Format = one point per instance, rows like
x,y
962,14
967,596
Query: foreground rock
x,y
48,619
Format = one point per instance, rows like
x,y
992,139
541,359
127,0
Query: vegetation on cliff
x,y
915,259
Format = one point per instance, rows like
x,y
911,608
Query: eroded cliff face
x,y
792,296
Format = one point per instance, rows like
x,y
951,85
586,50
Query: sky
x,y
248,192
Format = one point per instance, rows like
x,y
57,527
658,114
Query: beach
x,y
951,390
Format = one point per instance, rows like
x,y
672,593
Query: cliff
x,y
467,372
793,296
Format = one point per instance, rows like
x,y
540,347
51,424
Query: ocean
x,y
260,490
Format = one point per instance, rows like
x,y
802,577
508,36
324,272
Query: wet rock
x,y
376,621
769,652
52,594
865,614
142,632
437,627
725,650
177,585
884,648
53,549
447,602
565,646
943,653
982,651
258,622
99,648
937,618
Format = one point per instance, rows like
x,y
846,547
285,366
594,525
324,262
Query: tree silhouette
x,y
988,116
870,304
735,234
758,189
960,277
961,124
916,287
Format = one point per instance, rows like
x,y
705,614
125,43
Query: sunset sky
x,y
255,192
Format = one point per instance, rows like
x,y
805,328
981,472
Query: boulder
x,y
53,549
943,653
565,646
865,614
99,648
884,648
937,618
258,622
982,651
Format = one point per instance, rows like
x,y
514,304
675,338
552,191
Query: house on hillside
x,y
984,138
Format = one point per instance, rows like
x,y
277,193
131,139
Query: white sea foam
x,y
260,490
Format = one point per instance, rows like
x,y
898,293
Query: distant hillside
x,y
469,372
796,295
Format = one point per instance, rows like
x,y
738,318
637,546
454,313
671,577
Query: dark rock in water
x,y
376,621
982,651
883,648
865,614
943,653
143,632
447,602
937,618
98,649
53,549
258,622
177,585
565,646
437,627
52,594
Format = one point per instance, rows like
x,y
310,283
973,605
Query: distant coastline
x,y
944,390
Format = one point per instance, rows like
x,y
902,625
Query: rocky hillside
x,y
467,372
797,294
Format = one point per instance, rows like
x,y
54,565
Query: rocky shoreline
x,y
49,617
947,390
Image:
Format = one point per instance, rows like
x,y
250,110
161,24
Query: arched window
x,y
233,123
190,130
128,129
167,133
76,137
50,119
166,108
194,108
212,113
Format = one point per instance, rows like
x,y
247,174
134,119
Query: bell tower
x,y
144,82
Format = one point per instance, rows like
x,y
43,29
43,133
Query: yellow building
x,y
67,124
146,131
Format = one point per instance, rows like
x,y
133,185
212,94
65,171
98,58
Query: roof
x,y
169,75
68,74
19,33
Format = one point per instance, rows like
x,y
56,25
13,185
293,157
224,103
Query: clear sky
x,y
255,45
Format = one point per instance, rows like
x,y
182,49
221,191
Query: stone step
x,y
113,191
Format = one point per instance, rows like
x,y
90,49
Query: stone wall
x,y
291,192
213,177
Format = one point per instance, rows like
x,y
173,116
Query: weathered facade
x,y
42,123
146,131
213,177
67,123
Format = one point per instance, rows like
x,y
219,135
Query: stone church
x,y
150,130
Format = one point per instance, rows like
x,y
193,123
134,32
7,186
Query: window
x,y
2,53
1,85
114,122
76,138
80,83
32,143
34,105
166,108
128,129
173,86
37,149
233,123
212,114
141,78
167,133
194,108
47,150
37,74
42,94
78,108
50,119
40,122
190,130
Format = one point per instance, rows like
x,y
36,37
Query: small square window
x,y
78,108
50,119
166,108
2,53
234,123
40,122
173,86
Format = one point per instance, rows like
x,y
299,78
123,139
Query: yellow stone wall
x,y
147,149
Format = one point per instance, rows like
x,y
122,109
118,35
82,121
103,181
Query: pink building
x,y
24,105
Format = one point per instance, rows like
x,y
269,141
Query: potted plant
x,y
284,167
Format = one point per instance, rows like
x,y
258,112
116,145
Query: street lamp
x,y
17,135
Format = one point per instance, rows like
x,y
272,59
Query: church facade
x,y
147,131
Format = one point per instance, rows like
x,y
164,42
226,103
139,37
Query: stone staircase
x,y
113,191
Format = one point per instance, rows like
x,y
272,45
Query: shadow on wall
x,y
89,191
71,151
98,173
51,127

* * * * * * *

Pull out every line of the records above that contains the word "hillside", treating uppercase and lowercase as different, and copy each one.

Query: house on hillside
Query: distant hillside
Query: rocky hillside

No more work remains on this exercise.